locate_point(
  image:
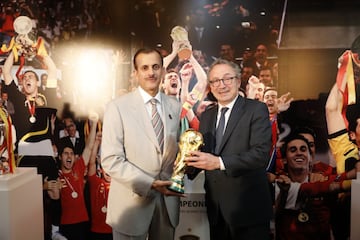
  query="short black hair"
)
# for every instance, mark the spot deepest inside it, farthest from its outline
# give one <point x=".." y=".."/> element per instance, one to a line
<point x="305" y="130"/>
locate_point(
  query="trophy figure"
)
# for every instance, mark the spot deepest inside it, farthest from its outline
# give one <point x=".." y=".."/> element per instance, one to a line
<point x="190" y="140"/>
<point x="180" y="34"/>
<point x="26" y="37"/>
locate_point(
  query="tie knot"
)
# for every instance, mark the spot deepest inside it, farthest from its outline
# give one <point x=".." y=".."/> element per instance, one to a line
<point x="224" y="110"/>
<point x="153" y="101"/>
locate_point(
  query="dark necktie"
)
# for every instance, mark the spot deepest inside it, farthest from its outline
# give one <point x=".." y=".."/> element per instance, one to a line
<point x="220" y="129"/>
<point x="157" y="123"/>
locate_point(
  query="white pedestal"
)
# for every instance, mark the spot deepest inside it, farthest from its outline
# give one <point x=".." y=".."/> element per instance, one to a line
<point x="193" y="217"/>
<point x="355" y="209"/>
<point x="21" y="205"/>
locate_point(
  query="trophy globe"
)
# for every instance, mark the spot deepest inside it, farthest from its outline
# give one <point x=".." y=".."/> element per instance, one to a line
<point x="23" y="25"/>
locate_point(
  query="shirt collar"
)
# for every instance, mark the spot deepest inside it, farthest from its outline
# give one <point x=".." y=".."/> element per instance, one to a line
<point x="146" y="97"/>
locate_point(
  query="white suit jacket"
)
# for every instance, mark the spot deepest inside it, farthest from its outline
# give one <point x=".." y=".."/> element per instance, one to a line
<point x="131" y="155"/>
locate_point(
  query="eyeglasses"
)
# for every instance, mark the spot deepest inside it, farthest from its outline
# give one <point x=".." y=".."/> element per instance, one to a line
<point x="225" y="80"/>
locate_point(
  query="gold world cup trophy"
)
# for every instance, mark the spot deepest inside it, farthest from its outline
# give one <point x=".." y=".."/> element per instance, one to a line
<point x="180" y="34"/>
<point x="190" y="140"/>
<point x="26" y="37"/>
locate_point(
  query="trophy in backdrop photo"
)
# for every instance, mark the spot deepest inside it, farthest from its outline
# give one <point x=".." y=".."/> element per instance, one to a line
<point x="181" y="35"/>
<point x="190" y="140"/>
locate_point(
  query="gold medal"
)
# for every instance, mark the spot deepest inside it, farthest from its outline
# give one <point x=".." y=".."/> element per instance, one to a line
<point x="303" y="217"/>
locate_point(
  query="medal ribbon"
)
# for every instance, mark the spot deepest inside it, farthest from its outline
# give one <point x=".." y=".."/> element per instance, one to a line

= Problem requirements =
Quote every record above exactly, leaving out the pictures.

= Response to the task =
locate_point(
  image:
  query="short black hair"
)
# for every instance, mark the spot deepest inside it, farthest from its outline
# give one <point x=".." y=".."/> element per instance, one to a line
<point x="305" y="130"/>
locate_point(
  query="trophy figure"
)
# for every instance, mark the spot deepest inside it, farthest from its outline
# give one <point x=".." y=".."/> element per instance, one to a line
<point x="190" y="140"/>
<point x="180" y="34"/>
<point x="26" y="37"/>
locate_point(
  query="tie knot"
)
# for every instance, mark the spot deepest inside it, farthest from its outline
# give one <point x=".." y=".."/> element per instance, one to a line
<point x="224" y="110"/>
<point x="153" y="101"/>
locate_point(
  query="dark necktie"
)
# for every instance, mark the spot deepest inside it, farthest from its outline
# give one <point x=".." y=".."/> element per instance, one to a line
<point x="220" y="129"/>
<point x="157" y="123"/>
locate_point(
  query="white pedestal"
)
# for every instance, mark the spot deepest inside it, farthest from its outline
# give one <point x=".." y=".."/> element per instance, one to a line
<point x="193" y="217"/>
<point x="355" y="209"/>
<point x="21" y="205"/>
locate_point(
  query="trophy globe"
)
# for every instance, mark the spot deepest inside it, farthest from its outline
# give one <point x=".." y=".."/> element per instance, one to a line
<point x="23" y="25"/>
locate_point(
  query="shirt collar"
)
# for every instance, mark the spot deepest inside it, farthest from its outline
# give one <point x=".." y=".."/> element per instance, one to a line
<point x="146" y="97"/>
locate_point(
  query="white suit jacket"
)
# for every instance, mark the spot deepest inside it, farthest from its outline
# give one <point x=".." y=".."/> element per instance, one to a line
<point x="131" y="155"/>
locate_point(
  query="eyeglasses"
)
# for every instance, mark the spot deepest inside it, farthest from its outline
# give one <point x=".." y=".."/> element per instance, one to a line
<point x="225" y="80"/>
locate_point(
  query="gold world cup trophy"
)
# for every instance, mark the spot deepest inside it, farthest from its outline
# give one <point x=".." y=".."/> element per instance, one to a line
<point x="180" y="34"/>
<point x="190" y="140"/>
<point x="26" y="37"/>
locate_point(
  query="trophy in backdrop photo"
)
# for every instance, mark the spot deepest inside it, farthest from its outline
# give one <point x=".." y=".."/> element per instance, one to a line
<point x="181" y="35"/>
<point x="190" y="140"/>
locate_point(
  query="gold medal"
)
# for every instance, mark the spot deepest inside it, farthest from its outline
# give one <point x=".." y=".."/> element per instance, one to a line
<point x="303" y="217"/>
locate_point(
  query="medal ribbon"
)
# for every instance, mark the spot deepest inside it, farthest from its outline
# give one <point x=".." y=".."/> element per instance, one to a line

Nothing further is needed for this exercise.